◆ PROMPT ◆
Rewrite the data below with every instance of "photograph" swapped for "image" and nothing else changed. Omit the pictures from your answer.

[Records of labeled points]

----------------

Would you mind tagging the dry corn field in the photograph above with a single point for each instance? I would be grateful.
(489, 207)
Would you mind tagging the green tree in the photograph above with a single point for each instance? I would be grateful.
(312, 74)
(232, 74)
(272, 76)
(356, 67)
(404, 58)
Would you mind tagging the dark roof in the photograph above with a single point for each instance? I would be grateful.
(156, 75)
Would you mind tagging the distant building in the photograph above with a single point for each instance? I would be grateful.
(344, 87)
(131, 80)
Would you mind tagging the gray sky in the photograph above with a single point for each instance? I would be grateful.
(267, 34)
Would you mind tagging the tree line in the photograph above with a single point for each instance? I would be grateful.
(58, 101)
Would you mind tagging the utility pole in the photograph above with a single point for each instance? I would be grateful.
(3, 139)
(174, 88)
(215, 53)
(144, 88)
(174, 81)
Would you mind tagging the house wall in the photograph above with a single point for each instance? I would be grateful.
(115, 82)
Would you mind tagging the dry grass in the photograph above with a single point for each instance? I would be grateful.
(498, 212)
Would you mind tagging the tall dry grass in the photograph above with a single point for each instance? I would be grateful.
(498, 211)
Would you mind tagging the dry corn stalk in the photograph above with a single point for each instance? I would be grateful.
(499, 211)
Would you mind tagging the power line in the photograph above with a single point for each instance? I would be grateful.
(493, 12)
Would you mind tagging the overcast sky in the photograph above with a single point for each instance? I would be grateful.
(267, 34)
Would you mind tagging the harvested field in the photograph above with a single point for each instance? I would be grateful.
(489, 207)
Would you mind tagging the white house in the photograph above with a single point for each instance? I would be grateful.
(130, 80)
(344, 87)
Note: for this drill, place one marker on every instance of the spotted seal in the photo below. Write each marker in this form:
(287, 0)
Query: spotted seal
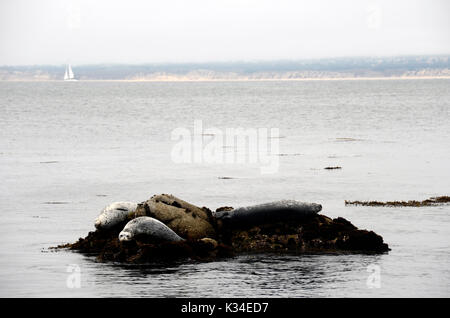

----------------

◆ SOLVED PROBLEM ◆
Would you mind tagging the dry corn field in the image above with a single point for each instance? I would be grateful.
(489, 207)
Would you mind tagging the green tree in the image above with a single point for each instance? I would be grateful.
(312, 74)
(232, 74)
(272, 76)
(356, 67)
(404, 58)
Would you mind tagging the dark roof in the image above with a single point for each instance? I would be grateful.
(156, 75)
Would you mind tagging the distant building in the image above with a single point for each instance? I would be grateful.
(344, 87)
(131, 80)
Would you mind tagging the gray sky in the image above with a single point for each instance? I would be grateful.
(267, 34)
Would you mind tagging the tree line in the image above with a single point for each instance? I would be grateful.
(58, 101)
Would you mind tagging the utility pole in the image above with a single point for each instance? I would be grateful.
(3, 139)
(174, 88)
(215, 53)
(144, 88)
(174, 81)
Would you mind tagging the house wall in the image above with a single point for each instance? I would be grateful.
(115, 82)
Would you mind tagging the dry grass in the image above with a single point for each instance? I would be grateful.
(498, 212)
Would you mind tagging the tall dry grass in the image above with a single point for each instance? I would be grateful.
(498, 211)
Would you mind tagging the dry corn stalk in the image above with a single point for each instance? I would be grateful.
(499, 211)
Would you mind tagging the power line in the image above with a single point for each instance? I would be grateful.
(493, 12)
Would you mind tagging the overcast sky in the image above with a single point for each instance? I would be grateful.
(267, 34)
Would you mind tagging the harvested field in the image above with a single point for each instance? I would be grateful.
(489, 207)
Would you mind tagging the white house in the image above with a single point for each instance? I would be grateful.
(130, 80)
(344, 87)
Note: for this drill, place one marker on every instance of the spotted seal in the photo below. Write each marker in this form:
(287, 0)
Query: spotted seal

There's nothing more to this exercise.